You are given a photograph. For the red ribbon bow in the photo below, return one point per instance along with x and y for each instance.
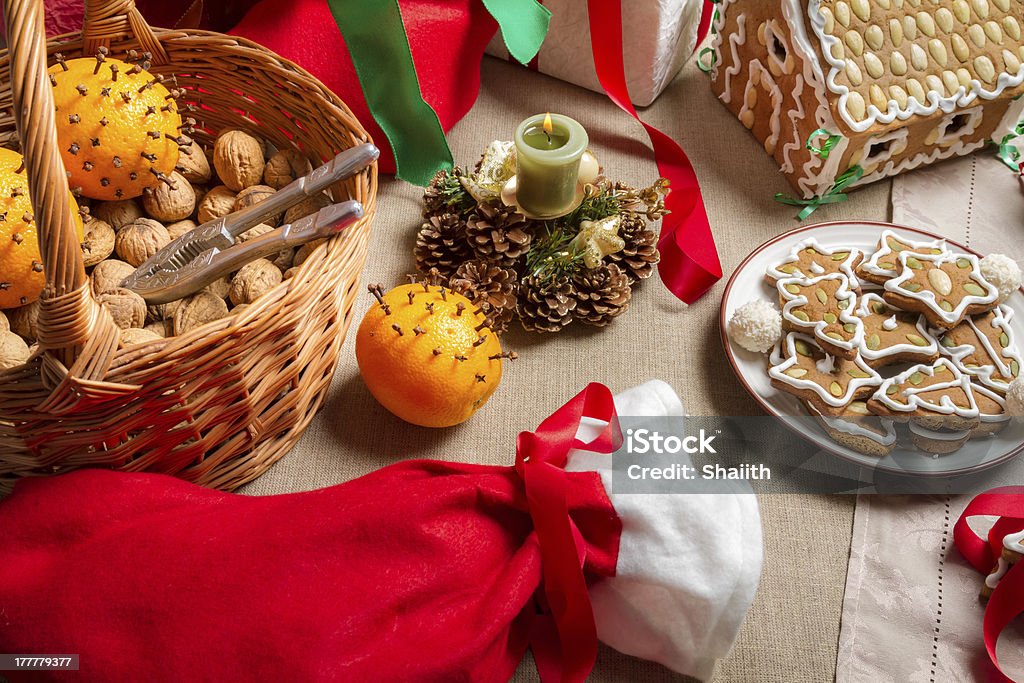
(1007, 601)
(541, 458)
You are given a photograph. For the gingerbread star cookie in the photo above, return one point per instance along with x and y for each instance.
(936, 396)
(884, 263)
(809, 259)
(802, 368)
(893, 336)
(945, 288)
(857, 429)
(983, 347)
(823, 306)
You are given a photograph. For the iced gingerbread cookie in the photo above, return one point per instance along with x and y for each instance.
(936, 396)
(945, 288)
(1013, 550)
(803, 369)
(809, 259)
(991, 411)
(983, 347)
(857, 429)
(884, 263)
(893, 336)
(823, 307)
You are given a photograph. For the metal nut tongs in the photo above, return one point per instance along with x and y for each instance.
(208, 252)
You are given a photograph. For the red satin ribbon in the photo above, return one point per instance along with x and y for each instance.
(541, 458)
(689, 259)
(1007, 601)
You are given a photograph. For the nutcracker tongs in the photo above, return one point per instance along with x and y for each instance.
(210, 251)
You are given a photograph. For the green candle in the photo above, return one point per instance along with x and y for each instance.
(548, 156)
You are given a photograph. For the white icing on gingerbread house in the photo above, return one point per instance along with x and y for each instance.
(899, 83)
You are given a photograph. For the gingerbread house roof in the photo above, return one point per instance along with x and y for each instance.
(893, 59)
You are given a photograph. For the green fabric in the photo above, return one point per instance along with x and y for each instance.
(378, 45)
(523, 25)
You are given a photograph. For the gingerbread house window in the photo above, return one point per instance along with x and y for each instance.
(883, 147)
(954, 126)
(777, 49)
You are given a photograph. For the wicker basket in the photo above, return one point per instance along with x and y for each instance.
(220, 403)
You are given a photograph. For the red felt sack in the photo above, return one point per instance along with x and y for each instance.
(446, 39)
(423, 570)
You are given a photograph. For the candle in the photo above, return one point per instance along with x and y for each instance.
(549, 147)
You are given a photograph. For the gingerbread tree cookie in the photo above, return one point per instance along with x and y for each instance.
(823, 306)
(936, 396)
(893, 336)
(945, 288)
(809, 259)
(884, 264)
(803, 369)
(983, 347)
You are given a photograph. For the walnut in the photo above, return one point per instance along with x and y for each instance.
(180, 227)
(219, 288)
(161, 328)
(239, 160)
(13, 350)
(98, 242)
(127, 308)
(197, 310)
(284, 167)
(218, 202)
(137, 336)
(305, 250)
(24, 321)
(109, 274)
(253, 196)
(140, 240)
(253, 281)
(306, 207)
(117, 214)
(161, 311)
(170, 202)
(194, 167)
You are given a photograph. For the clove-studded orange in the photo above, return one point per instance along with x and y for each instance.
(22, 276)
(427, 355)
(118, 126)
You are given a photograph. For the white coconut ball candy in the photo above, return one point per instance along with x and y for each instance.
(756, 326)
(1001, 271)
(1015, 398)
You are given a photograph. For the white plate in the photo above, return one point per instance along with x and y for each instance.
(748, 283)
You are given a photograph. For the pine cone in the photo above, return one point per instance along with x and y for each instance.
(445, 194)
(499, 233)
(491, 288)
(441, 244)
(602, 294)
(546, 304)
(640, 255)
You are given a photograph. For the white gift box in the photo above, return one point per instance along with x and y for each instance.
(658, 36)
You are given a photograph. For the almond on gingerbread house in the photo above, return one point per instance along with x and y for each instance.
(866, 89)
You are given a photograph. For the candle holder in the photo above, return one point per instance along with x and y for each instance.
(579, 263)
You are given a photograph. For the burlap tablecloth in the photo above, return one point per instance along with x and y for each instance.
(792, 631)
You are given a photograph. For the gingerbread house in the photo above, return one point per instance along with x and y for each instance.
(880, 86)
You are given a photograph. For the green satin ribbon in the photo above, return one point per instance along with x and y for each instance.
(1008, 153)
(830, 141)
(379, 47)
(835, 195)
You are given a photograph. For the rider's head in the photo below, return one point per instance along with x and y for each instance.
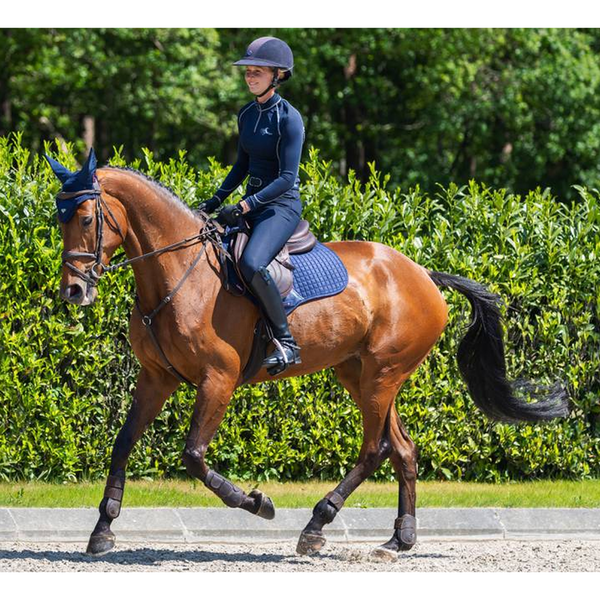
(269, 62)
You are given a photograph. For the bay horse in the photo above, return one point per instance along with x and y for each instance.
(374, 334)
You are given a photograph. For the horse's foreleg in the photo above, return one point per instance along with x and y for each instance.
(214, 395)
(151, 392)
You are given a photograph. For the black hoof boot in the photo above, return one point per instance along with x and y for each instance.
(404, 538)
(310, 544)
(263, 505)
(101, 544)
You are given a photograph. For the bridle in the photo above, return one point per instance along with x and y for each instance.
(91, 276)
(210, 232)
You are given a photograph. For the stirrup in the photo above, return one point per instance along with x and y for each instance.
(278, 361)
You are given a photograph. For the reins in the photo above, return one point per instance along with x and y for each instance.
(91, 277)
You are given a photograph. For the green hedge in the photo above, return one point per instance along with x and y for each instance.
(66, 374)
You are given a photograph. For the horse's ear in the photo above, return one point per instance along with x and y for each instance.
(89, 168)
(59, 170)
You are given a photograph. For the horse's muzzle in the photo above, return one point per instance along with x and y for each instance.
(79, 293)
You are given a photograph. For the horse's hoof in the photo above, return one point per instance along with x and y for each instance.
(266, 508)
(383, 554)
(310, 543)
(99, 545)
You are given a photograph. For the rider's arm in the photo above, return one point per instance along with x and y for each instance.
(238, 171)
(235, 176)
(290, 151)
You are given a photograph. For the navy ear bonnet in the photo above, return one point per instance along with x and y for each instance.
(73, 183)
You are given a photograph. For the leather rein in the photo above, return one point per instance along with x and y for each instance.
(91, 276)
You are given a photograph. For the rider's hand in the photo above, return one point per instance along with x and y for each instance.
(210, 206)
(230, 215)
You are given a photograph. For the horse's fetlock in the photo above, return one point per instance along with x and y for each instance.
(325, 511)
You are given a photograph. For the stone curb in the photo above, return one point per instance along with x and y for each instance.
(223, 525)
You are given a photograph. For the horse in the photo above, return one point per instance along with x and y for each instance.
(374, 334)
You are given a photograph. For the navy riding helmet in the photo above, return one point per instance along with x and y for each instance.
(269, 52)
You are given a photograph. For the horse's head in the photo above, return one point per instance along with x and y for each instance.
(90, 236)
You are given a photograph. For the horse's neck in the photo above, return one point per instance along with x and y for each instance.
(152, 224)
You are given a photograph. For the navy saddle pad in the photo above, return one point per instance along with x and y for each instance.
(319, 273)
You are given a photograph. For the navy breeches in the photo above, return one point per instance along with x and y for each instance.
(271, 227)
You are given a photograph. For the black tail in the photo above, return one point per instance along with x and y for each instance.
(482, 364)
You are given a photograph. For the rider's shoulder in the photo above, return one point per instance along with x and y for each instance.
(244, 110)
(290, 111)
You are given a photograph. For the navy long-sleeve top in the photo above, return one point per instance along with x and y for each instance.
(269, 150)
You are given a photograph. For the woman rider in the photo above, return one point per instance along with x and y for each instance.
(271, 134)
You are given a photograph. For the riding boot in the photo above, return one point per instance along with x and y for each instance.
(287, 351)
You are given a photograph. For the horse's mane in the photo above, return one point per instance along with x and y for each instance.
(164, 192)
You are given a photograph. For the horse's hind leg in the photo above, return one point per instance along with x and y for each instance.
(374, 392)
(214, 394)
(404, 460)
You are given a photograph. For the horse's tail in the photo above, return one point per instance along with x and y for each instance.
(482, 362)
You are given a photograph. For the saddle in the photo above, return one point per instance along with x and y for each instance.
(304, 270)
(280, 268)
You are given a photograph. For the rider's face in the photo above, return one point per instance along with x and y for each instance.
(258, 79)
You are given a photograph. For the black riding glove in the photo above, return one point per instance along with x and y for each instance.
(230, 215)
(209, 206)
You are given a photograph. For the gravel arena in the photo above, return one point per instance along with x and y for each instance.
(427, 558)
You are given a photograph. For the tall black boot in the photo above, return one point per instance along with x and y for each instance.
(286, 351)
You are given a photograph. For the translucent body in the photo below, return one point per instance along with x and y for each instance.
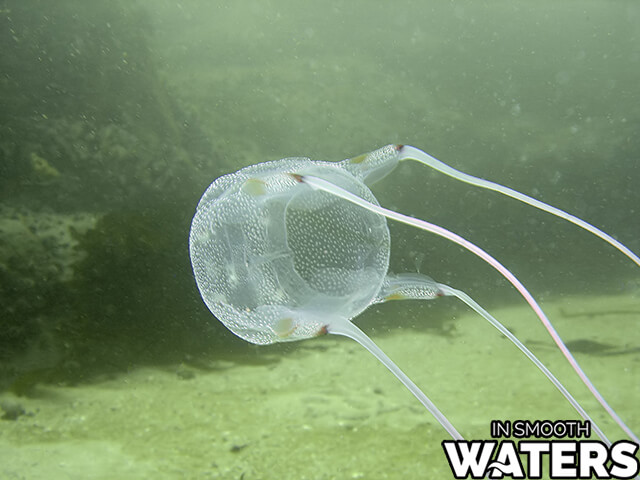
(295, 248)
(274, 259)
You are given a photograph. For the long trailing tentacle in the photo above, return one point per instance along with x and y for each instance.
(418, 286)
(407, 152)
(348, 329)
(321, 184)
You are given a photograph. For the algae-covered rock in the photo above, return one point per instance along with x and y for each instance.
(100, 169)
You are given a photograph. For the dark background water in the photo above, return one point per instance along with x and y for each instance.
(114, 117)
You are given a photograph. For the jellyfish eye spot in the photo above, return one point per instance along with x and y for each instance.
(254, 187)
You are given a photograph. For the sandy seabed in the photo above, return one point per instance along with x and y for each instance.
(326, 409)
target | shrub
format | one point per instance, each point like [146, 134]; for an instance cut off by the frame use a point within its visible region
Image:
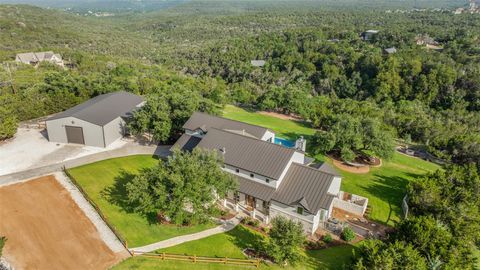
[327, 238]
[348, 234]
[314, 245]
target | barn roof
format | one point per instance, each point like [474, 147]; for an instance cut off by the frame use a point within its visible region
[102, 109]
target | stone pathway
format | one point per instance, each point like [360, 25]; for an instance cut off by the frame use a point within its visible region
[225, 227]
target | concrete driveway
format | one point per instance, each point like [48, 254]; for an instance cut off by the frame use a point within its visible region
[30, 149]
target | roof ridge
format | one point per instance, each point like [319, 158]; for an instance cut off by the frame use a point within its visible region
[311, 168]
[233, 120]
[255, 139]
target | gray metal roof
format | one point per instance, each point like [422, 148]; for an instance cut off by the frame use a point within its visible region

------------------------------

Task prompt: Lines holding "target" in the material above are to be reported.

Exercise result:
target | shrub
target | barn roof
target | stone pathway
target | concrete driveway
target | roof ridge
target | gray metal roof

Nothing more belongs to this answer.